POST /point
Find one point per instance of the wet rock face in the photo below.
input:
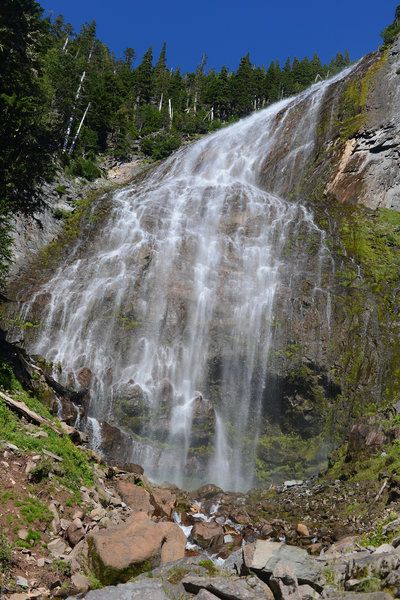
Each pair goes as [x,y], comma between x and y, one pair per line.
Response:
[237,327]
[119,553]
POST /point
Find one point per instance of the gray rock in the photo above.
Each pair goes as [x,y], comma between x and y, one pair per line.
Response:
[360,596]
[138,590]
[263,556]
[204,595]
[283,582]
[378,565]
[229,588]
[58,548]
[234,564]
[306,592]
[22,582]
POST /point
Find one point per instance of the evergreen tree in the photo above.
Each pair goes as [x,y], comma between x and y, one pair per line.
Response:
[144,78]
[244,87]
========================================================================
■ **Work required**
With the pictures removed, copy the data above word for word.

■ **Response below**
POST /point
Find one point per instance of the wet rock face in the photo below.
input:
Each pair goes as [x,y], comma between x and y, one pair per line.
Response:
[237,327]
[119,553]
POST /point
Find one point per instance of the gray rock in the photo above.
Each pair goes as [x,y], comma between x and y, one pair per line.
Response:
[360,596]
[138,590]
[263,556]
[204,595]
[283,582]
[378,565]
[229,588]
[58,548]
[234,564]
[306,592]
[22,582]
POST /point
Find one point per instance of the evergreen tree in the photo above.
Each pair goes as [x,y], comma between x and y, one pair per line.
Response:
[144,78]
[244,87]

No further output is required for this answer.